To do: With nothing added and nothing dropped, write out all of the entries below.

Dataset records:
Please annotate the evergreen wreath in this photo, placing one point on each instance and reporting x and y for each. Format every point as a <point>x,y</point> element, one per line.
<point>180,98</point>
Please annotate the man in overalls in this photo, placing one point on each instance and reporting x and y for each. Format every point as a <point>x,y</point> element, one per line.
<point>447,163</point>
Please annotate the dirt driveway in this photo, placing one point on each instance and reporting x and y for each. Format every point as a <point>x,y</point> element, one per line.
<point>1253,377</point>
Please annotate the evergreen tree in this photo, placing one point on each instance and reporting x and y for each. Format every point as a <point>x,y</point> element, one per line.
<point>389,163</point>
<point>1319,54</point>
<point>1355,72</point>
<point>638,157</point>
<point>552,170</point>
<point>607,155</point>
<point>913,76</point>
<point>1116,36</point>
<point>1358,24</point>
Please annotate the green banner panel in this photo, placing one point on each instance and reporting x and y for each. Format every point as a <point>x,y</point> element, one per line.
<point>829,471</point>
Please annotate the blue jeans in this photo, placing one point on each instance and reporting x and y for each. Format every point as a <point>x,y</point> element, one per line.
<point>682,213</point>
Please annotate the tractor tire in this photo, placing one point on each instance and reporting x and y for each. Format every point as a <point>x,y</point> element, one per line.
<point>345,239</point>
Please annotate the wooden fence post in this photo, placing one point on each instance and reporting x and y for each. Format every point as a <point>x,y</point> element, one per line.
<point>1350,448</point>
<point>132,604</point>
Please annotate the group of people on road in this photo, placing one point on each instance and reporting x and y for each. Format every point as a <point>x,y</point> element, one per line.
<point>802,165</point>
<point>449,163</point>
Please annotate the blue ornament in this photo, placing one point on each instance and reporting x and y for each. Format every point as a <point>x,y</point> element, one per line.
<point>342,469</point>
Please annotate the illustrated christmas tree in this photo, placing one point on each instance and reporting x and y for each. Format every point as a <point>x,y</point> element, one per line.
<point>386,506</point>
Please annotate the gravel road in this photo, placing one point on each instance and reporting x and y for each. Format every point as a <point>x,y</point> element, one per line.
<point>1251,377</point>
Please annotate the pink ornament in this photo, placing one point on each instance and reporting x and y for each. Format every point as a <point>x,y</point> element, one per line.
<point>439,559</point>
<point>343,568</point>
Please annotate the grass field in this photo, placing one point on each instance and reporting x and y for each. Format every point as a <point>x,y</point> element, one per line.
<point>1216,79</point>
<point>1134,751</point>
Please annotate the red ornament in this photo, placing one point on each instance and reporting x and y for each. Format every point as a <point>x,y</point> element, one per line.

Written response:
Please annotate the evergreen wreath in this photo, placing one point on each instance and reporting x and y for each. Format every point as a <point>x,y</point> element, one per line.
<point>180,98</point>
Please annotate the man in overalls in this photo, placing one point on each instance and reporting x and y for each. Format every point as a <point>x,y</point> element, one per line.
<point>447,163</point>
Please annotate the dirt driveway in this photo, placing one point on each instance and reporting x and y for each. Format every point as a <point>x,y</point> element, one per line.
<point>1253,377</point>
Please annotate the evergreen tree in this photo, placing one point on each instance and reporting x and y for each. Format every point as a <point>x,y</point> element, one per line.
<point>389,163</point>
<point>1319,54</point>
<point>1355,72</point>
<point>638,157</point>
<point>552,170</point>
<point>607,155</point>
<point>913,76</point>
<point>1116,36</point>
<point>1358,24</point>
Please annotate the green banner panel in this photo, placing one point on each instance and reporting x and y for each. Format every point as a <point>x,y</point> element, one per line.
<point>829,471</point>
Please annotate the blue jeans in this photo, placing one point on each instance and reporting x and y for each. Format every point as a <point>x,y</point> element, one per line.
<point>682,213</point>
Please annotate the tractor tire in this photo, placing one point on each instance and reporting x and y for each. Format every point as a <point>x,y</point> element, one per line.
<point>345,239</point>
Please annotate the wooden fence post in this photo, placing one point on each instance and reporting x and y for each. Format every point as a <point>x,y</point> element, one per line.
<point>1350,448</point>
<point>132,604</point>
Please annotate the group of people on road in this photo, placing one point on each instance and reporting x and y for each. Format every point as a <point>x,y</point> element, one per line.
<point>802,165</point>
<point>449,163</point>
Please annotate the blue ornament in this photo, placing one point on each instance and reporting x and y for each. Format every point as a <point>x,y</point> element, one per line.
<point>342,469</point>
Please annotate the illustrated christmas tree in this photo, placing one point on each instance and reporting x and y for each. Format every point as a <point>x,y</point> element, one per line.
<point>386,506</point>
Please annotate the gravel road in this photo, placing one point on each instance and reporting x and y for each. Format every point as a <point>x,y</point> element, one per line.
<point>1251,377</point>
Please annotate the pink ornament in this photo, placing one point on each instance and reporting x and y for each. Format every point as a <point>x,y</point> element, one per line.
<point>439,559</point>
<point>343,568</point>
Please annotate the grass field in this photo, placing one point on each instance and reporting x and y for each. Format every point as a <point>x,y</point> element, one per line.
<point>1216,79</point>
<point>1134,751</point>
Please annotate the red ornament in this photo, placing one point on each instance and reporting x and y for each. Format every point as a <point>x,y</point> element, one per line.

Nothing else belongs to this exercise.